## PROBLEM SET
- 1) From the court memorandum below, copy the passage starting at "United States District Court, S.D." up to and including "DANIEL LYNCH, Defendant.".
- 2) According to the court memorandum below, what sentence did Defendant receive on September 11, 2019?
- 3) Pick up the court memorandum on the sentence-reduction motion, shown below, right after its last sentence and keep writing it.

## QUOTED PASSAGE
::::::::::

United States District Court, S.D. New York
Oct 8, 2024
08-cr-1051 (LAP) (S.D.N.Y. Oct. 8, 2024)

Opinion

08-cr-1051 (LAP) 20-cv-7210 (LAP)

10-08-2024

UNITED STATES OF AMERICA, Plaintiff, v. DANIEL LYNCH, Defendant.


MEMORANDUM AND ORDER

LORETTA A. PRESKA, SENIOR UNITED STATES DISTRICT JUDGE:

Before the Court is Defendant Daniel Lynch's pro se motion for a sentence reduction pursuant to 18 U.S.C. § 3582(c), dated January 10, 2024. (See 08-cr-1051, dkt. no. 98 [the “Motion” or “Mot.”].) On February 27, 2024, the Government filed a letter in opposition to the Motion. (See dkt. no. 102 [“Gov't Opp.”].) Defendant filed his reply on March 19, 2024. (See dkt. no. 103.) For the reasons set forth below, the Defendant's Motion is denied.

Unless otherwise noted, all citations to the docket shall be understood as references to the docket entry in criminal case United States v. Lynch, 08-cr-1051.

I. Background

On September 1, 2011, Superseding Indictment (S1) was filed, charging Defendant with ten counts, including five counts of bank robbery with the use of a dangerous weapon, in violation of 18 U.S.C. §§ 2113(a) and (d) (Counts One, Two, Six, Seven, and Eight); two counts of possessing and brandishing a firearm in furtherance of his bank robberies, in violation of 18 U.S.C. § 924(c)(1)(A)(ii) (Counts Three and Nine); one count of attempted Hobbs Act robbery, in violation of 18 U.S.C. § 1951 (Count Four); one count of using, possessing and discharging a firearm in furtherance of his attempted Hobbs Act robbery, in violation of 18 U.S.C. § 924(c)(1)(A)(iii) (Count Five); and one count of unlawful felon in possession of a firearm, in violation of 18 U.S.C. §§ 922(g)(1) and 924(e) (Count Ten). (See dkt. no. 32.) On November 8, 2011, Defendant pleaded guilty to Counts One, Two, Four, Six, Seven, Eight, and Ten pursuant to a plea agreement he had executed with the Government the month prior. (See Minute Entry, dated Nov. 8, 2011; see also dkt. no. 90-1.)

In the Final Presentence Investigation Report (“PSR”) it filed on June 18, 2019, the Probation Office calculated an offense level of 34 for Defendant. (See dkt. no. 53 ¶¶ 30-87.) The Probation Office also determined that, although he received nine criminal history points pursuant to the 2018 edition of the United States Sentencing Guidelines (the “Guidelines”) in effect at the time of sentencing, Defendant had a criminal history category of VI because he was a career offender pursuant to Guideline § 4B1.1(b). (See id. ¶¶ 89-105.)

On September 11, 2019, Defendant was sentenced to 262 months imprisonment. (See dkt. no. 90 at 3.)

On January 10, 2024, Defendant filed the instant motion. (See Mot.) The Government filed its opposition brief on February 27, 2024, (see Gov't Opp.), in response to which Defendant filed a reply on March 19, 2024, (see dkt. no. 103).

::::::::::

## RECORD SET
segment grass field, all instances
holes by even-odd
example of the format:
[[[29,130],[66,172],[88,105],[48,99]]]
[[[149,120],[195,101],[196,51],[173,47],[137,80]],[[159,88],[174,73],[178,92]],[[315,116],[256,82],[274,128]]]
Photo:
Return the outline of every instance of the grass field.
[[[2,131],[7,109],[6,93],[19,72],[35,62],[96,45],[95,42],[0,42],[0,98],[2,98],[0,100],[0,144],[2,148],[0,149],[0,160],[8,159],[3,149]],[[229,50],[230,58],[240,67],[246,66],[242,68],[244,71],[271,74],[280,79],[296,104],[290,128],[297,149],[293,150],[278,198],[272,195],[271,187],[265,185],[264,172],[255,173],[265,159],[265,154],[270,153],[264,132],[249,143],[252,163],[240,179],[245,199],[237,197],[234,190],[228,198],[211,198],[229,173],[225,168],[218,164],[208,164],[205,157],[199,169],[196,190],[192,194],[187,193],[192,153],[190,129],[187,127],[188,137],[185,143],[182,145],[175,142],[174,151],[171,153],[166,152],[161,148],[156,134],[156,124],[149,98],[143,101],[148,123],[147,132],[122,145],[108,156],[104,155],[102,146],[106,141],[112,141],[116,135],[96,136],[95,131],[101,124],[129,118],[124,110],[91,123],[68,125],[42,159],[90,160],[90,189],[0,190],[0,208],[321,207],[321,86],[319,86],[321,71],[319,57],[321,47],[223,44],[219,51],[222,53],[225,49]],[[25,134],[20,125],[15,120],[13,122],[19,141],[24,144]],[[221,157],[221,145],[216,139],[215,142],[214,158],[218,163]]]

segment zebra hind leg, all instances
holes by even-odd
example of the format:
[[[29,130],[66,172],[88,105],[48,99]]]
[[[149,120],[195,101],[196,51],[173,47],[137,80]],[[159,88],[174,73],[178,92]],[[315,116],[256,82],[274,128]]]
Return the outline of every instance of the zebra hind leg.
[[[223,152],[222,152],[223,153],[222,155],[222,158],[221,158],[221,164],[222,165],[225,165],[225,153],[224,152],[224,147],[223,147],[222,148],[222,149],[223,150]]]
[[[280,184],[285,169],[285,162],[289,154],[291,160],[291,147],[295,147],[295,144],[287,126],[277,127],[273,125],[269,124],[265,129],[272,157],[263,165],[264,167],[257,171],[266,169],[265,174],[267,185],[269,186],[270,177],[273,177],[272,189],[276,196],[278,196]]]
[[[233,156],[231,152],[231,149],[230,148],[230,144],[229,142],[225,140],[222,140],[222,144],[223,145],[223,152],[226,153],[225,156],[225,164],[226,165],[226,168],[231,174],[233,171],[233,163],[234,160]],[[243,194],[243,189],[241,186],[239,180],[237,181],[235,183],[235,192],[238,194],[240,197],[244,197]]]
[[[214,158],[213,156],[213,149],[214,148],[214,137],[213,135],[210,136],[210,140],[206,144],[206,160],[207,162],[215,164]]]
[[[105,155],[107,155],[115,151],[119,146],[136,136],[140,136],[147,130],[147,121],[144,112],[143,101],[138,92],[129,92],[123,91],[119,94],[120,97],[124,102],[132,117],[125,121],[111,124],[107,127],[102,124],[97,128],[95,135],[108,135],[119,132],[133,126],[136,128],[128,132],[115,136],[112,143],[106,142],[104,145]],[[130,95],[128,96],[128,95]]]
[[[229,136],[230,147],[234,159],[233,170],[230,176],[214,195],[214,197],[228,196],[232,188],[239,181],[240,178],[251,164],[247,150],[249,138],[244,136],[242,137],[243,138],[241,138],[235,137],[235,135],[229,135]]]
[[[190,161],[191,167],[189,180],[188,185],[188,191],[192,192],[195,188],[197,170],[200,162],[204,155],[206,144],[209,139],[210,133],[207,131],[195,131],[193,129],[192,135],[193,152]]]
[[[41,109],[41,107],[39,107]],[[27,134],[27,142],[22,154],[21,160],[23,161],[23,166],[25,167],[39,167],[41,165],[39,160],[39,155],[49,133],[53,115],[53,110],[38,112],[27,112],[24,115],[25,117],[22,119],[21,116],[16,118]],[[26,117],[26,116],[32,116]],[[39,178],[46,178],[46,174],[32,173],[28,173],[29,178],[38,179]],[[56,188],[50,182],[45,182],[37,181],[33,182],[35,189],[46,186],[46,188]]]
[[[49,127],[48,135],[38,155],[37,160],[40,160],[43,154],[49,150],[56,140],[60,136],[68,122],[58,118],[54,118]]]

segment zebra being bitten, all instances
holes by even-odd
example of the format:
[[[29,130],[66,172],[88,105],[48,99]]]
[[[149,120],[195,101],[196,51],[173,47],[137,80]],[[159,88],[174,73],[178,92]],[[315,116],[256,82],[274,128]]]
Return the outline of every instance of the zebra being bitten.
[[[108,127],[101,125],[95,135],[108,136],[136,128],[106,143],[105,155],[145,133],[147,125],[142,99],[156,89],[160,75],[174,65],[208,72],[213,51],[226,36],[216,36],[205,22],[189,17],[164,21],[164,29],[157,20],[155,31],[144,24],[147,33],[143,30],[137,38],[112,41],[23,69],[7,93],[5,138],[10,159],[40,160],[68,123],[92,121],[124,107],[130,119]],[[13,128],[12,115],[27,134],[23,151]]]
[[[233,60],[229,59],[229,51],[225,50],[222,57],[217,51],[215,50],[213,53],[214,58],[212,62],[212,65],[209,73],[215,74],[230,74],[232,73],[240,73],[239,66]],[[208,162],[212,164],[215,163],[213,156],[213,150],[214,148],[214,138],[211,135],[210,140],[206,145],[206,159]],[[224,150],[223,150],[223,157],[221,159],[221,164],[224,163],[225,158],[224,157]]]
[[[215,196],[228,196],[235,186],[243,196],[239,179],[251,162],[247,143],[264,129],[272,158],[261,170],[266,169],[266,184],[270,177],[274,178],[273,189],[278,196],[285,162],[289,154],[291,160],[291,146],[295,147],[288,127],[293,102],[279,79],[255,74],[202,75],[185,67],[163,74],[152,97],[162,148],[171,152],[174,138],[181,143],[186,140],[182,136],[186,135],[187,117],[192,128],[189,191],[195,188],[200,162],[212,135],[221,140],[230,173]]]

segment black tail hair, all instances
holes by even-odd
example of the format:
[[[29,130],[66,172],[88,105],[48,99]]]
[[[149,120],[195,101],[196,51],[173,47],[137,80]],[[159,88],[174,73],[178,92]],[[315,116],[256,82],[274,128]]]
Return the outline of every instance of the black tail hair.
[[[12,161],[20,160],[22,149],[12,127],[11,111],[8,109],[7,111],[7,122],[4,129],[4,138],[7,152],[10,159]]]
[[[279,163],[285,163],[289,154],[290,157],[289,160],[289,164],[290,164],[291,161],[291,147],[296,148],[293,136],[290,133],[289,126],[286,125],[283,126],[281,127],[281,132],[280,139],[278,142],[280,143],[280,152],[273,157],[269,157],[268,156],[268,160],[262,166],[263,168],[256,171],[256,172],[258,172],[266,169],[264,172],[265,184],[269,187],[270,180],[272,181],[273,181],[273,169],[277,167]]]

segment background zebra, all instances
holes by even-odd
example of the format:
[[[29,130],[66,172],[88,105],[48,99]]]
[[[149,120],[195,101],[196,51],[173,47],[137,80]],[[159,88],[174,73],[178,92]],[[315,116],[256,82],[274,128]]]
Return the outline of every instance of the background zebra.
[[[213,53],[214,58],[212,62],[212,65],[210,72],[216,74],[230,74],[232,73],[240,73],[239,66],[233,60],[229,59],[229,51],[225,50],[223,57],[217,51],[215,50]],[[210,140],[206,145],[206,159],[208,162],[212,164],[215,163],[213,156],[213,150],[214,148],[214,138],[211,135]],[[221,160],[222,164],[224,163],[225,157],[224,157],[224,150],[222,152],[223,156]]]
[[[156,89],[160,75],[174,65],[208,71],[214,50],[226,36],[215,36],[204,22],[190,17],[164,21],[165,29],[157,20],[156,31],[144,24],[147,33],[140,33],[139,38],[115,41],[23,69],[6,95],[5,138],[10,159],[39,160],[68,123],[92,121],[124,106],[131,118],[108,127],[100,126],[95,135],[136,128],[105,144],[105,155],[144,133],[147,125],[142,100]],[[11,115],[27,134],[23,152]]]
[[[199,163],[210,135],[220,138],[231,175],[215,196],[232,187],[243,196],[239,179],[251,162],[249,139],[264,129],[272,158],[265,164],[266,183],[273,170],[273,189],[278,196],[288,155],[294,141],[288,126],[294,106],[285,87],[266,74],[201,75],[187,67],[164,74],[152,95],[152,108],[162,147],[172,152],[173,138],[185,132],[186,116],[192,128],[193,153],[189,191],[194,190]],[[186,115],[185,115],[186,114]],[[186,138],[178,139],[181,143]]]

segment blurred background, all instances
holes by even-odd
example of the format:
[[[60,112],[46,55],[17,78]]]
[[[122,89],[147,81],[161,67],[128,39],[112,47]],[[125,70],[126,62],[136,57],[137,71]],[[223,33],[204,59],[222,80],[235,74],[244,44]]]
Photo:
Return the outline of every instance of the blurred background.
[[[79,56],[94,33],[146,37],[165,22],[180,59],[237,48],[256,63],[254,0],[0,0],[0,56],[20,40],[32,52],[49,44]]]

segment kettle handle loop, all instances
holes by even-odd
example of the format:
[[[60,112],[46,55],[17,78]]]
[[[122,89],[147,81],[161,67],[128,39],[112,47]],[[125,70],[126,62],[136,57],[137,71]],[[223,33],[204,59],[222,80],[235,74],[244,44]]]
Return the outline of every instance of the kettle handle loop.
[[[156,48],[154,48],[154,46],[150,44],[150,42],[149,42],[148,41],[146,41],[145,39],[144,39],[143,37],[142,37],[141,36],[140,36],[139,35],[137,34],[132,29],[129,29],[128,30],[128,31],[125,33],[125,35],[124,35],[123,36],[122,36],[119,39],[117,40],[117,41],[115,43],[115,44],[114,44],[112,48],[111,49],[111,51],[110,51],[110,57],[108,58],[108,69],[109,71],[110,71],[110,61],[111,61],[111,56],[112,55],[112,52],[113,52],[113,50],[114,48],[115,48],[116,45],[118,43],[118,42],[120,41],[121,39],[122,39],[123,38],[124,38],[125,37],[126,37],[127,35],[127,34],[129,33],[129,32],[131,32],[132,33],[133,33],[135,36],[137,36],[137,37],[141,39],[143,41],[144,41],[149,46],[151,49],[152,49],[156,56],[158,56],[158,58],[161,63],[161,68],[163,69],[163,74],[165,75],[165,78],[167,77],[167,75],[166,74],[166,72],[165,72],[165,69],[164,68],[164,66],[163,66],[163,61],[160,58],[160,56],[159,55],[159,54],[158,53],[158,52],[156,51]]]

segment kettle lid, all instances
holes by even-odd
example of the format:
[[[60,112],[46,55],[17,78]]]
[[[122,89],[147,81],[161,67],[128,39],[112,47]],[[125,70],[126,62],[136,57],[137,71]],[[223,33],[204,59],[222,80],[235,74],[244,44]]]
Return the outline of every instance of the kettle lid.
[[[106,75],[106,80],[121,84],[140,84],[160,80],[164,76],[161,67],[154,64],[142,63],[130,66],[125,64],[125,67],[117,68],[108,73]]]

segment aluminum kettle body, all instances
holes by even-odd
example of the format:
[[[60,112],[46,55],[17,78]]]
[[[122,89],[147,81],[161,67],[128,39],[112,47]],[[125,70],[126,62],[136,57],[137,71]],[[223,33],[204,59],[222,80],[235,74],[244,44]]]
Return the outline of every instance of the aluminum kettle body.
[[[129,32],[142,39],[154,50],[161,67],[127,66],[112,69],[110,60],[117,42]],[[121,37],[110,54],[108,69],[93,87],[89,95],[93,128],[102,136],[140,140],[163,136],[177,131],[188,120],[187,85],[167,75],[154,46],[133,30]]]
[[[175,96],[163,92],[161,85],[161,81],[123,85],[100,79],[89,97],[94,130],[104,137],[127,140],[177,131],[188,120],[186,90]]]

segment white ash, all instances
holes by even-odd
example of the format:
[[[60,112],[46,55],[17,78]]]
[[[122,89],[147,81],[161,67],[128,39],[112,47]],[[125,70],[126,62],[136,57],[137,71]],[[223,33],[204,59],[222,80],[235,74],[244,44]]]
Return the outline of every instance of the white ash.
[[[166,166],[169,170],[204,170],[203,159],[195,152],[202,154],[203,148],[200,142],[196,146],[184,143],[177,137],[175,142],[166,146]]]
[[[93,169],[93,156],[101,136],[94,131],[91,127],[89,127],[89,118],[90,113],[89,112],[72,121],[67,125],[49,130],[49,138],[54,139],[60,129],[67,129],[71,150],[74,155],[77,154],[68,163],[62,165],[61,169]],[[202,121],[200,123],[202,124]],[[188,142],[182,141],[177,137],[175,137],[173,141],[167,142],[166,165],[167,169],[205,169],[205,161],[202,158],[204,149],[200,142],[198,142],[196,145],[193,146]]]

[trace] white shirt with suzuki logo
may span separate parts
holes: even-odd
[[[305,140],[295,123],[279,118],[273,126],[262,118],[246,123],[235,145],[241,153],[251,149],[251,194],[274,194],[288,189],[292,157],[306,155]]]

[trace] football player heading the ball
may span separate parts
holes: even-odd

::::::::::

## EXPECTED RESULTS
- 1)
United States District Court, S.D. New York
Oct 8, 2024
08-cr-1051 (LAP) (S.D.N.Y. Oct. 8, 2024)

Opinion

08-cr-1051 (LAP) 20-cv-7210 (LAP)

10-08-2024

UNITED STATES OF AMERICA, Plaintiff, v. DANIEL LYNCH, Defendant.

- 2) 262 months imprisonment.

- 3)
II. Applicable Law

Section 3582(c)(2) permits a court to reduce a defendant's term of imprisonment if the defendant's sentencing range under the Guidelines has been lowered by the Sentencing Commission since the date of the defendant's sentencing. See 18 U.S.C. § 3582(c)(2). The Court may only lower such a sentence “if such a reduction is consistent with applicable policy statements issued by the Sentencing Commission.” Id. The relevant policy statement for retroactive amendments to the Guidelines is found at Section 1B1.10, which states that “[i]n a case in which a defendant is serving a term of imprisonment, and the guideline range applicable to that defendant has subsequently been lowered as a result of an amendment to the Guidelines . . . the court may reduce the defendant's term of imprisonment as provided by 18 U.S.C. § 3582(c)(2)[,]” but that “any such reduction in the defendant's term of imprisonment shall be consistent with” the policy statement contained in Section 1B1.10. See U.S.S.G. § 1B1.10(a)(1).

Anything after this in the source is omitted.